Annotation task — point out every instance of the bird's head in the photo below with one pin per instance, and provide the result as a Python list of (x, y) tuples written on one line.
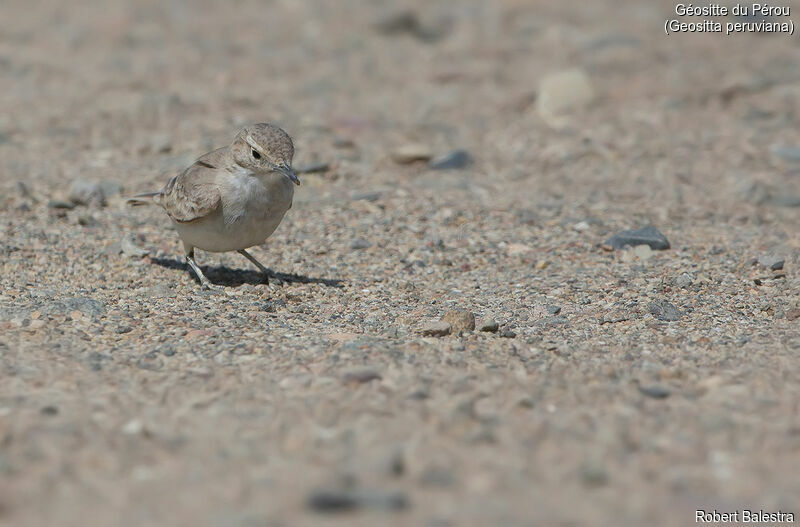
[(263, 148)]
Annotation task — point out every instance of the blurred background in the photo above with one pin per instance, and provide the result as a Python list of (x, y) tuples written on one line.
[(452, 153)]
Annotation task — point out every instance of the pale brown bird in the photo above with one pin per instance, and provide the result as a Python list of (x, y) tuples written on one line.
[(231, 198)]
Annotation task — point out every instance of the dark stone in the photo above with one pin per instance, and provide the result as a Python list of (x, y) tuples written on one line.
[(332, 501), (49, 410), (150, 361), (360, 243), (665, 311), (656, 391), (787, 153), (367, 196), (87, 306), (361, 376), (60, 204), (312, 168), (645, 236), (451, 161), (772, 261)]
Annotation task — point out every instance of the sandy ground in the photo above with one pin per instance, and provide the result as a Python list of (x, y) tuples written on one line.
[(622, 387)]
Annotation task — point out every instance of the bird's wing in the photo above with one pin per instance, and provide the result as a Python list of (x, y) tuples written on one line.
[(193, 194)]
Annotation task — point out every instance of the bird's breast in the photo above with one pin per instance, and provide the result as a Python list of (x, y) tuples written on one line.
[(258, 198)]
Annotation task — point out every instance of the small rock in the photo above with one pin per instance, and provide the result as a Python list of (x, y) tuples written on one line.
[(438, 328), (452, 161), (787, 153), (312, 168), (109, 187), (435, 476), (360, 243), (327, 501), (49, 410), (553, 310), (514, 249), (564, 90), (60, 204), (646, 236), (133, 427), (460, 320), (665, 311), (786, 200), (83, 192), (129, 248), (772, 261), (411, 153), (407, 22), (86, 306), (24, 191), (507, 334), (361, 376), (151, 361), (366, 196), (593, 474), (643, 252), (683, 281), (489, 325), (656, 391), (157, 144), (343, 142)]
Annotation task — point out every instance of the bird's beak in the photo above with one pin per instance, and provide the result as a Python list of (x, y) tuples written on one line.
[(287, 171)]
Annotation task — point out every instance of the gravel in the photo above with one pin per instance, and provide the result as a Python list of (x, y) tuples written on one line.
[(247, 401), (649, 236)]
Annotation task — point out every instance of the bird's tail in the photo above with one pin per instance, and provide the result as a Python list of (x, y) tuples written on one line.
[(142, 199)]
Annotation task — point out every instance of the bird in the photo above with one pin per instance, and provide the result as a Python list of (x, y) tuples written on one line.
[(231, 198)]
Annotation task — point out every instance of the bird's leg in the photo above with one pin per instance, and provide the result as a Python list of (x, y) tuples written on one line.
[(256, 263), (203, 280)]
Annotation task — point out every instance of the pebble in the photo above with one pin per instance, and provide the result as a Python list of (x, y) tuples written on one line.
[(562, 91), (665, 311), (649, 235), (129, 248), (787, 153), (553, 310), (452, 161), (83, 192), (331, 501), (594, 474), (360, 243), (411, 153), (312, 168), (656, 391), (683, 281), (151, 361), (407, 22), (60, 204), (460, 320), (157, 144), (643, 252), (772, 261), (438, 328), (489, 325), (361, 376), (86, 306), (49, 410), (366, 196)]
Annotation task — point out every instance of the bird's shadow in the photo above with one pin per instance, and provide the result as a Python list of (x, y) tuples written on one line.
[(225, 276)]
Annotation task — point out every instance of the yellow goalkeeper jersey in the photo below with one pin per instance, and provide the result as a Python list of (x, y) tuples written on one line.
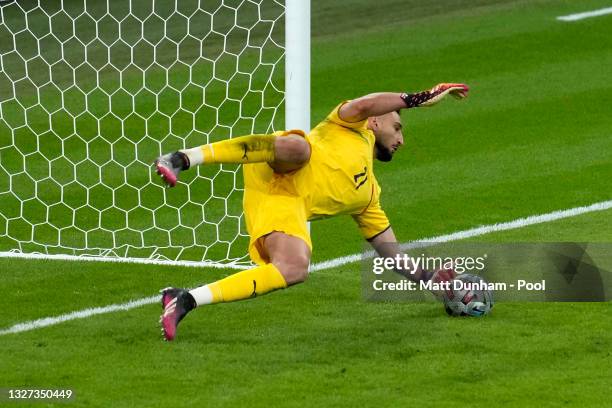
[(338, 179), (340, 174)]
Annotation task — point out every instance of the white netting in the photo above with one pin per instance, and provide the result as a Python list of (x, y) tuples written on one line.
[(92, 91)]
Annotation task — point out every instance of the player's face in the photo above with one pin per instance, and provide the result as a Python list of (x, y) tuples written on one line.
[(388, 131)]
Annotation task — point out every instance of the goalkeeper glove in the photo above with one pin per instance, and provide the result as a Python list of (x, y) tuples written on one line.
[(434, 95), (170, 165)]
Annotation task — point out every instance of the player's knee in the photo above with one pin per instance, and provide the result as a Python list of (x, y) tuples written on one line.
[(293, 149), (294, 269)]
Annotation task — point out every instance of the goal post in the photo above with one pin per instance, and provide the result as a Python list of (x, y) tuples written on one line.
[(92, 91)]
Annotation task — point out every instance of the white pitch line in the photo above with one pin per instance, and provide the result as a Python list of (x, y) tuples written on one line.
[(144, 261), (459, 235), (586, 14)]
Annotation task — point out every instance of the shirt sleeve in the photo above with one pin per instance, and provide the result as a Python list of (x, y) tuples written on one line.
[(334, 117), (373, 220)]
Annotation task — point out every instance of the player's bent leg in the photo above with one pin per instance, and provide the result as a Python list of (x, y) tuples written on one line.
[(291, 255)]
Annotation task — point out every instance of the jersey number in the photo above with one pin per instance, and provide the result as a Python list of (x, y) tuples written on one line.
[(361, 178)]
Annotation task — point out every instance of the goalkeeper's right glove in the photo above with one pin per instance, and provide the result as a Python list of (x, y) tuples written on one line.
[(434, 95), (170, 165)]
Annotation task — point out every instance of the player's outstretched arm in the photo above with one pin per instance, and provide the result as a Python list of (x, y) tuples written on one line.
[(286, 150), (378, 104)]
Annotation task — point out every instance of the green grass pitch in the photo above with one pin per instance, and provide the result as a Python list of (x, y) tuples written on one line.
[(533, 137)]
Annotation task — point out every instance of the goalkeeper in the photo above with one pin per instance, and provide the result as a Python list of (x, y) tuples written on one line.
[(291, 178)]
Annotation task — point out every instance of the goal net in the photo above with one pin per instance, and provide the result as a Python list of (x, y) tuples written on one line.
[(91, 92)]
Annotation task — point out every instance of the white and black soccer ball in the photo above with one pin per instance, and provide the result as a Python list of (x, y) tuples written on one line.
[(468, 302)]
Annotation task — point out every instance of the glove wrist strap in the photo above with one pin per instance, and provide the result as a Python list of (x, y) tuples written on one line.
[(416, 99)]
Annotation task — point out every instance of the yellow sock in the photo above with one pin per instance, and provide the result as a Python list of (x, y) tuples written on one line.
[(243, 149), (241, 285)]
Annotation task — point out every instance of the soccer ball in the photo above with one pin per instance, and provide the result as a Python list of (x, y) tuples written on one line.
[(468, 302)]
******************************
### [The task]
Transcribe the preceding listing in its entirety and with exact wording, leaving out pictures.

### [Solution]
Annotation task — point out every instance of the bird's head in the photo below with one pin per instance, and provide the result as a Python list of (x, y) tuples written on one line.
[(263, 148)]
Annotation task — point out every instance of the blurred background in the photo above with one pin per instance, and provide the result as a Python list of (x, y) tuples written on one line.
[(452, 153)]
Annotation task — point out every instance of the pale brown bird in the photo above with one pin per instance, and provide the result as a Python list of (x, y) tuples written on one line.
[(231, 198)]
Annotation task — point out every instance of the dark stone in the photo above with one pin per instance, and provide the result as a Python list of (x, y) tuples written on one line.
[(332, 501), (49, 410), (150, 361), (360, 243), (665, 311), (656, 391), (787, 153), (367, 196), (87, 306), (361, 376), (60, 204), (312, 168), (645, 236), (451, 161), (772, 261)]
Annotation task — point out every instance of the sandy ground in the photo above with one pin per instance, and provide the result as a Python list of (x, y) tuples written on one line.
[(622, 387)]
Annotation task — point out every instance of the bird's wing in the photo above with one pin per instance, and provide the result as a Python list of (x, y) tuples written on one line.
[(193, 194)]
Annotation task — point out every instance of the bird's breast in the photo above with one pin per instance, and provide the result as a Python list of (x, y) tuples written on one line.
[(258, 198)]
Annotation task — point out every instance of the small rock in the photo above with one pin per instance, and provide the result as a Python list of (x, y) tuples written on one line.
[(438, 328), (452, 161), (787, 153), (312, 168), (109, 187), (435, 476), (360, 243), (327, 501), (49, 410), (553, 310), (514, 249), (564, 90), (60, 204), (646, 236), (133, 427), (460, 320), (665, 311), (786, 200), (83, 192), (129, 248), (772, 261), (411, 153), (407, 22), (86, 306), (24, 191), (507, 334), (361, 376), (151, 361), (366, 196), (593, 474), (643, 252), (683, 281), (489, 325), (656, 391), (157, 144), (343, 142)]
Annotation task — point out every instance of the bird's beak in the photo above with one pin per instance, and provide the result as a Python list of (x, y) tuples written on one line.
[(287, 171)]
Annotation task — point out every instance of the gravel in the photo above with one pin per instance, and provide the result as a Python list of (x, y) tuples written on one line.
[(247, 401), (649, 236)]
Annotation task — point out every instance of the bird's tail in the photo above with one pin per instance, and provide the result as a Python list of (x, y) tuples written on one line.
[(142, 199)]
Annotation task — point out every instance of the bird in the photo above with one pin per instance, and provide the result as a Python list of (x, y) tuples written on one line.
[(231, 198)]
Annotation task — point out every instance of the bird's leg in the photo above with one pin per instance, and provide the result as a Python list of (x, y) tuples written on one line.
[(256, 263), (203, 280)]
Annotation task — point out every instance of the pebble in the photo above with one pin per instance, and provide the result as a Python list of (x, y) tuples written on one line.
[(562, 91), (665, 311), (649, 235), (129, 248), (787, 153), (553, 310), (452, 161), (83, 192), (331, 501), (594, 474), (360, 243), (411, 153), (312, 168), (656, 391), (683, 281), (151, 361), (407, 22), (60, 204), (460, 320), (157, 144), (643, 252), (772, 261), (438, 328), (489, 325), (361, 376), (86, 306), (49, 410), (366, 196)]
Annotation task — point out every instance of the bird's shadow in the photo above with one pin per instance, and provide the result as a Python list of (x, y) tuples written on one line.
[(225, 276)]
Annotation task — point out every instance of the yellow goalkeeper jersey in the photo below with one pin per instance, and provide the result as a Python list of (x, y) tuples written on one line.
[(338, 179), (340, 174)]
Annotation task — point out every instance of the white netting in the photo above with one pin per instance, and provide the result as a Python list of (x, y) tuples written on one line.
[(92, 91)]
Annotation task — point out every instance of the player's face in the photo above with one pin per instance, and provide the result as a Python list of (x, y) tuples written on one line.
[(388, 131)]
Annotation task — point out every instance of the goalkeeper glove in the photo above with one pin per instance, and provide the result as a Python list of (x, y) tuples written on one line.
[(434, 95), (170, 165)]
Annotation task — point out every instance of the player's knee in the photo above with one pin per instance, and provide the result as a Python list of (x, y) tuples written on one line.
[(293, 149), (294, 269)]
Annotation task — point out every instance of the goal post in the photo above with one pin per instance, and provide the result as a Python list of (x, y) tuples written on one line.
[(92, 91)]
Annotation task — point out every instance of the white pitch line in the photo above with one pin per instance, and provide the result as a Python list of (x, y) tuples written on one line.
[(144, 261), (459, 235), (586, 14)]
Annotation task — point out every instance of the shirt sleeve in the photo above with one pin per instance, and provide the result as a Python list of (x, y) tuples written on one line.
[(334, 117), (373, 220)]
Annotation task — point out every instance of the player's bent leg in the photo above with one pin per instance, and provide the result as a Python list of (x, y) tuples written on one line.
[(291, 255)]
Annotation task — point out every instance of the jersey number in the photo above with one pin per instance, and provide the result as a Python list of (x, y) tuples written on one line.
[(361, 178)]
Annotation task — point out every instance of the goalkeeper's right glove in the photo above with one pin per instance, and provide the result as a Python list of (x, y) tuples written on one line.
[(434, 95), (170, 165)]
Annotation task — point out every instance of the player's outstretched arm in the photo above with one pin per instance, and provide the result as a Python list of (x, y) tuples written on one line.
[(286, 150), (378, 104)]
Annotation task — point out every instance of the green grass pitch in the photo above with one pin per instance, and provide the result as a Python list of (x, y) tuples written on one line.
[(533, 137)]
Annotation task — point out every instance of the goalkeeper in the photo above with one pin per instance, and provide the result as a Python list of (x, y) tuples written on one line.
[(291, 178)]
Annotation task — point out every instance of the goal net in the photo above with one pin per instance, and provide the result as a Python list of (x, y) tuples written on one line.
[(91, 92)]
Annotation task — point out every instance of the white and black soccer ball in the photo above with one pin per instance, and provide the result as a Python list of (x, y) tuples written on one line.
[(468, 302)]
Annotation task — point out every instance of the glove wrist strap in the photo above with one pin per instance, and provide the result as a Python list of (x, y) tuples written on one line.
[(416, 99)]
Annotation task — point out every instance of the yellow sock in the photo above with one pin per instance, and provide the result as a Python list of (x, y) tuples written on one line.
[(243, 149), (241, 285)]
Annotation task — point out every instance of the soccer ball in the photo above with one pin per instance, and provide the result as a Python list of (x, y) tuples written on one line.
[(468, 302)]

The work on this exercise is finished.